- [Testo estratto]
Piero Ottone, la figlia racconta: è morto da genovese, guardando il mare, come Garibaldi

di Redazione Blitz
Pubblicato il 18 Aprile 2017 - 06:13 OLTRE 6 MESI FA
Piero Ottone, la figlia racconta: è morto da genovese, guardando il mare, come Garibaldi

Piero Ottone, la figlia racconta: è morto da genovese, guardando il mare, come Garibaldi

Piero Ottone è morto guardando il mare fin quasi all’ultimo istante, come Garibaldi, come il Principe di Salina, la morte che tanti genovesi sognano. Bettina Bush Mignanego, sua figlia, ha raccontato al Secolo XIX come ha vissuto gli ultimi mesi uno dei più grandi giornalisti italiani di tutti i tempi, morto la vigilia di Pasqua a 4 mesi dai 93 anni di età a Camogli all’estremo opposto dell’arco del Golfo di Genova rispetto a dove è nato, Sampierdarena, nel 1924 cuore della crescita industriale italiana, oggi irriconoscibile suburra latino americana.

«Negli ultimi tempi non usciva più. Gli ho chiesto se avesse nostalgia del mare, la sua passione più grande. Mi ha guardato e mi ha detto: no, perché ho un bel ricordo».

Ottone (Pier Leone Mignanego, nome de plume Piero Ottone), aveva sentito la fine avvicinarsi passo dopo passo, superata la soglia dei 90 anni. Aveva tenuto duro fino all’ultimo, guidando la macchina, sua grande passione, fino in Danimarca (dove è nata la moglie Hanne) e ritorno. Poi ha sentito che ci stava mollando, come dicono a Genova. Nel dicembre 2016 aveva smesso di scrivere, annunciandolo ai suoi lettori del Venerdì di Repubblica.

- [Dati estratti]
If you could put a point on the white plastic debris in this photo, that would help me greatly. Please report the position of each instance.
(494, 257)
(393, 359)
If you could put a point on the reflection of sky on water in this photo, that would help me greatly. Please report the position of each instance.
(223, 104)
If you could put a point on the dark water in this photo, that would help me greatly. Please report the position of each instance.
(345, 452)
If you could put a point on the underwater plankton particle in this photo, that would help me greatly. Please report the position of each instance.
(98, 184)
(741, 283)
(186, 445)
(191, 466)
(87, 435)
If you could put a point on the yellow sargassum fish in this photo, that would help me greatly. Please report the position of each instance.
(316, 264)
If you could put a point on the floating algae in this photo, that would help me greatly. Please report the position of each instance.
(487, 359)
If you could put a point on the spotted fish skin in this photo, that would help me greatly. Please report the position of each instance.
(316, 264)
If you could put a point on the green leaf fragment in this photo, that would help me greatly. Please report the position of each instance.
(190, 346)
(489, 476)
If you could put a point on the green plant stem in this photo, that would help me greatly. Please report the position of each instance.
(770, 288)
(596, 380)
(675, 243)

* * *

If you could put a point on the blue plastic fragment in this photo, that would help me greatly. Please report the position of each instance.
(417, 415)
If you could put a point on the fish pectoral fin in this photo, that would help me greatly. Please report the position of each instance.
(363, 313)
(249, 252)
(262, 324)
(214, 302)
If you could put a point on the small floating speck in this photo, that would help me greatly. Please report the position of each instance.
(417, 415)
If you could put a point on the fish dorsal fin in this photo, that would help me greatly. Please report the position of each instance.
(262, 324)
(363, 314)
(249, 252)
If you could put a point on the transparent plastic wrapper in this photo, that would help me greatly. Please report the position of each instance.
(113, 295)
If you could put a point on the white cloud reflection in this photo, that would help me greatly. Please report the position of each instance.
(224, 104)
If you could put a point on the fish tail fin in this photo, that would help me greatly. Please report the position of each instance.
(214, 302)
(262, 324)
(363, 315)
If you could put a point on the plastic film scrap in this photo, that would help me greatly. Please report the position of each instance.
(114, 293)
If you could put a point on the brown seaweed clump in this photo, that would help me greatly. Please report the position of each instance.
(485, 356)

- [Da fare 1]
Elenca tutti i luoghi geografici che l'articolo su Piero Ottone chiama per nome, cioè città, quartieri, paesi e golfi.
- [Da fare 2]
Prosegui l'articolo sulla morte di Piero Ottone a partire dalla frase finale del testo estratto.

- [Risposta attesa 1]
Golfo di Genova, Sampierdarena, Camogli, Danimarca, Genova

- [Risposta attesa 2]
Ricorda Bettina:

«Di recente papà è stato ricoverato per otto giorni alla clinica Montallegro, a Genova. Ma lui sentiva che si stava spegnendo e voleva a tutti i costi tornare a casa. D’accordo con i medici l’abbiamo accontentato. Nei momenti di lucidità usciva fuori la sua tempra decisionista. Era abituato a decidere e difendeva fieramente le sue idee. Una sera mi ha chiamata: “Bettina, Bettina”. Mi sono seduta accanto al letto e gli ho preso la mano: dimmi, papà. Un paio di minuti di silenzio poi: “il colloquio è finito”, mi ha detto».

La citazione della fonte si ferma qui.